* ARBEITSAUFTRAG 1 *
Übersetzen Sie den folgenden Satz aus dem Textausschnitt über David P. Goldman ins Englische: „Von 1994 bis 2001 war Goldman ferner Kolumnist des Forbes-Magazins.“

* TEXTAUSSCHNITT *
--------------------------------

David P. Goldman, unserer Ansicht nach weltweit einer der überragenden Essayisten unserer Zeit, war in der Vergangenheit der globale Leiter für die Research-Abteilung festverzinslicher Wertpapiere bei der Bank of America (2002-2005) und der globale Leiter für Kredit-Strategie bei Credit Suisse (1998-2002). Des Weiteren arbeitete er in leitender Funktion bei Bear Stearns, Cantor Fitzgerald und Asteri Capital. Heute leitet er den Beratungsservice Macrostrategy.
Von 1994 bis 2001 war Goldman ferner Kolumnist des Forbes-Magazins. Darüber hinaus diente er während der 1980er Jahre Norman A. Bailey, dem damaligen Director of Plans des National Security Council der USA.
Auf Asia Times Online veröffentlicht er seit 2000 regelmäßig seine “Spengler“-Essays (so benannt nach dem deutschen Historiker und Philosophen Oswald Spengler). Eine Gesamt-Übersicht derselben findet sich hier.
Darüber hinaus steht hier ein Exklusiv-Interview mit David P. Goldman auf LarsSchall.com parat, “Gold gibt einem extrem wichtige Signale“.

--------------------------------

* BEREITGESTELLTE AUFLISTUNG *
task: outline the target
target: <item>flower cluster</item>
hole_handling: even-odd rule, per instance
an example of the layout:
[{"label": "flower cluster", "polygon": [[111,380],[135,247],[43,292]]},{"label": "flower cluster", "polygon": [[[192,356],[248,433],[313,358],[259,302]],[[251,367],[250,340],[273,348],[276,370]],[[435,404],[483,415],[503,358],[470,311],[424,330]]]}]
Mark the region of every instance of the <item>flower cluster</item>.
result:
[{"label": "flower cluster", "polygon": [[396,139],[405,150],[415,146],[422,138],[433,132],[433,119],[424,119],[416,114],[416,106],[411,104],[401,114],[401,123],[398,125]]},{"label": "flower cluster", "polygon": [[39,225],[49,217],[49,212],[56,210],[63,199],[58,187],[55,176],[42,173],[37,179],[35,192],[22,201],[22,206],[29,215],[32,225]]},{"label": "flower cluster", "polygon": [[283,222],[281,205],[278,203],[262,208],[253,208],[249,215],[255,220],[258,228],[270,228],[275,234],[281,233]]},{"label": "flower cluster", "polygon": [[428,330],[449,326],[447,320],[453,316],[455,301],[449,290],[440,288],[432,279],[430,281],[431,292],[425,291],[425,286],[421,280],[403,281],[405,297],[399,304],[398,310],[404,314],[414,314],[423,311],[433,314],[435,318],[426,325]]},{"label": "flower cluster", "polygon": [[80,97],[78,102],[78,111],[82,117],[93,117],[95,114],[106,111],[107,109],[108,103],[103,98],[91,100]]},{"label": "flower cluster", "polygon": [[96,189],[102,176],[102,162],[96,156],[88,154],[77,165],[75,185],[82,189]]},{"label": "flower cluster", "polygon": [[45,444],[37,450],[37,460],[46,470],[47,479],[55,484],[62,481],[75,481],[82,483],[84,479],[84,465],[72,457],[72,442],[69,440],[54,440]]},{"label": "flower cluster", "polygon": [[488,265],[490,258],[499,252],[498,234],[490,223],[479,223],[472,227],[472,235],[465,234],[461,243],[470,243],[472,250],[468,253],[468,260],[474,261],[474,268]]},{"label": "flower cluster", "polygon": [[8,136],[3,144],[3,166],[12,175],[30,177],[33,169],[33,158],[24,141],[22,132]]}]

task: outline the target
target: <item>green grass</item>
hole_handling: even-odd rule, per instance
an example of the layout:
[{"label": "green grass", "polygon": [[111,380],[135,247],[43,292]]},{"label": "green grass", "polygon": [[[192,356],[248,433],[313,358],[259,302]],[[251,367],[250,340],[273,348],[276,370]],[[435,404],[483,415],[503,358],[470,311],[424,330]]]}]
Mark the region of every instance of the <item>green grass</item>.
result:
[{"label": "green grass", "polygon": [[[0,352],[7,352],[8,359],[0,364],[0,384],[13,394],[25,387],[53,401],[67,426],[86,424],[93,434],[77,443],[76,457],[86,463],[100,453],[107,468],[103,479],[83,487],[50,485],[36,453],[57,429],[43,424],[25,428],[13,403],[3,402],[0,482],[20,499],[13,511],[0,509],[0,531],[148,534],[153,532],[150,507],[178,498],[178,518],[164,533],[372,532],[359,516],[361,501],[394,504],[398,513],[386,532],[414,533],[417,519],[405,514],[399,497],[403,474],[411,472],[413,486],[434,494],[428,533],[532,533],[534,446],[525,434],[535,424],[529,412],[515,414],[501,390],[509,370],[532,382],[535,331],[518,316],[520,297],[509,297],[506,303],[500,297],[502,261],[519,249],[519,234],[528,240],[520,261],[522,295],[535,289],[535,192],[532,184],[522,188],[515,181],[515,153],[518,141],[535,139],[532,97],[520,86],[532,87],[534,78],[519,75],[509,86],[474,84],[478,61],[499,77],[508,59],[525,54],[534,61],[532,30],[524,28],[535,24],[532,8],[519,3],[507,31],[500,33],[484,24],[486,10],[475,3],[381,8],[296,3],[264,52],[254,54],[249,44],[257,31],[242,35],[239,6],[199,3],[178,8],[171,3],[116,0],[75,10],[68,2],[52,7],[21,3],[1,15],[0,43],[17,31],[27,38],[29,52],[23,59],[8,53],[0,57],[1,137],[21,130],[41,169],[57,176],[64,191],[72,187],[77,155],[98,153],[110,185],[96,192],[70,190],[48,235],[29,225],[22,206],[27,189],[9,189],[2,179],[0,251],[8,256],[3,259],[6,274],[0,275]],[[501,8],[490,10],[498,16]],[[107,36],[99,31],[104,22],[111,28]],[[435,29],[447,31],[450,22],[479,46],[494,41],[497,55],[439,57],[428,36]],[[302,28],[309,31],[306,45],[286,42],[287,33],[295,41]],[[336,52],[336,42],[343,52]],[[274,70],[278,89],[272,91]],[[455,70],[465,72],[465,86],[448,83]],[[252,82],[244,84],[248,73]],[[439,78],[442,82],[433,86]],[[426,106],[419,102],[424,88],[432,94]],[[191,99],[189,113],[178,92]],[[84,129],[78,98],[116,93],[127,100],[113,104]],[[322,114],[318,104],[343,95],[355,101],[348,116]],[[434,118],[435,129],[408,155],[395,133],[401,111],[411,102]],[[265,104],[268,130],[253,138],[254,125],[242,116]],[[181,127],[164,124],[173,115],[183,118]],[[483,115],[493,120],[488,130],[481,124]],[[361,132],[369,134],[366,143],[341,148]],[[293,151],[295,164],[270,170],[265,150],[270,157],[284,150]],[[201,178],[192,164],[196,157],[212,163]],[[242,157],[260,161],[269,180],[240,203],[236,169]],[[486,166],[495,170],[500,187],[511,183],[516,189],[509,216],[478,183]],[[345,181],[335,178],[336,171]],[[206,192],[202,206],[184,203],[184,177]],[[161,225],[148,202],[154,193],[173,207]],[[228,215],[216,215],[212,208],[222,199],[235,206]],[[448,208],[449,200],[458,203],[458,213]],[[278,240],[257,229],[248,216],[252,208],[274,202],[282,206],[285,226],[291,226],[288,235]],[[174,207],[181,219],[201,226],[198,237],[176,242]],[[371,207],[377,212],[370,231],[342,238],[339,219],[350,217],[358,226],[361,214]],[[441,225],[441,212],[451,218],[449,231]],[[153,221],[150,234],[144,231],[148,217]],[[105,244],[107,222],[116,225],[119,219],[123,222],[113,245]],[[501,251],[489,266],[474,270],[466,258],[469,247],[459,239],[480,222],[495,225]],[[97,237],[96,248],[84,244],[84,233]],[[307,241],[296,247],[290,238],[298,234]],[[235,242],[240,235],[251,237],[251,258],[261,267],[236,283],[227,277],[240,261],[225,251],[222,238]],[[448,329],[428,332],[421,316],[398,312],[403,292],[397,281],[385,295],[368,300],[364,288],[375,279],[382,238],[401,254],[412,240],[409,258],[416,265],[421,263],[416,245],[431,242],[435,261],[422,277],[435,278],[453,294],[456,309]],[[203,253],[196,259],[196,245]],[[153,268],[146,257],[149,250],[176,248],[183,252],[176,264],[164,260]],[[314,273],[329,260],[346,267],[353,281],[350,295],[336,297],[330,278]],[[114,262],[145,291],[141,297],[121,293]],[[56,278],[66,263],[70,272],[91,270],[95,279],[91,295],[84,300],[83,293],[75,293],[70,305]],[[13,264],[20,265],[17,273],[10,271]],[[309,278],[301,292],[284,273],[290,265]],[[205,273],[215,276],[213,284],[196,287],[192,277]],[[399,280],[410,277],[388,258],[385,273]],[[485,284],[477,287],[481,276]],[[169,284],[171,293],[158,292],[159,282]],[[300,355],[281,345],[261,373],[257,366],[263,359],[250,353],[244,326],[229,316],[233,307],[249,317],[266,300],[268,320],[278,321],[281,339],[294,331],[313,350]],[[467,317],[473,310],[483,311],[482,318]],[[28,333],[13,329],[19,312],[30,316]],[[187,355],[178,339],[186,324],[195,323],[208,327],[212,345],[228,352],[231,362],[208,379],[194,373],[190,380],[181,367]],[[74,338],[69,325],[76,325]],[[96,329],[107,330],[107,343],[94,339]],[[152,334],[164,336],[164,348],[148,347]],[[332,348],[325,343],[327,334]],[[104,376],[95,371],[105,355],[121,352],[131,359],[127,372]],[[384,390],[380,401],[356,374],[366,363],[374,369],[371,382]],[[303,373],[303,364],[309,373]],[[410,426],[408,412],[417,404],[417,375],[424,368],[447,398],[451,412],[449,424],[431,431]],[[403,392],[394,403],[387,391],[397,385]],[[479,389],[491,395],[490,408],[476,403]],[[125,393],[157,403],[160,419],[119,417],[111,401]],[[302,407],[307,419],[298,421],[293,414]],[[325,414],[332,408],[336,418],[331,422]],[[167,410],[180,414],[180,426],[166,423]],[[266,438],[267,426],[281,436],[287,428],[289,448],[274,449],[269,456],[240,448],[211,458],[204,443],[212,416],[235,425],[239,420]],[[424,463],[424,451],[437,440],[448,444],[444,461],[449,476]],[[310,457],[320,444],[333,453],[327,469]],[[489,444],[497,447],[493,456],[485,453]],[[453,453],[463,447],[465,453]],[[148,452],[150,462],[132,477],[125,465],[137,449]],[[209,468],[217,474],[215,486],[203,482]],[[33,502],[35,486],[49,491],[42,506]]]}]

--------------------------------

* ARBEITSAUFTRAG 2 *
Zählen Sie die Zeilen der Auflistung, in denen die Zeichenfolge "instance" vorkommt. Geben Sie nur die Zahl an.

* LÖSUNG 1 *
From 1994 to 2001, Goldman was also a columnist for Forbes magazine.

* LÖSUNG 2 *
4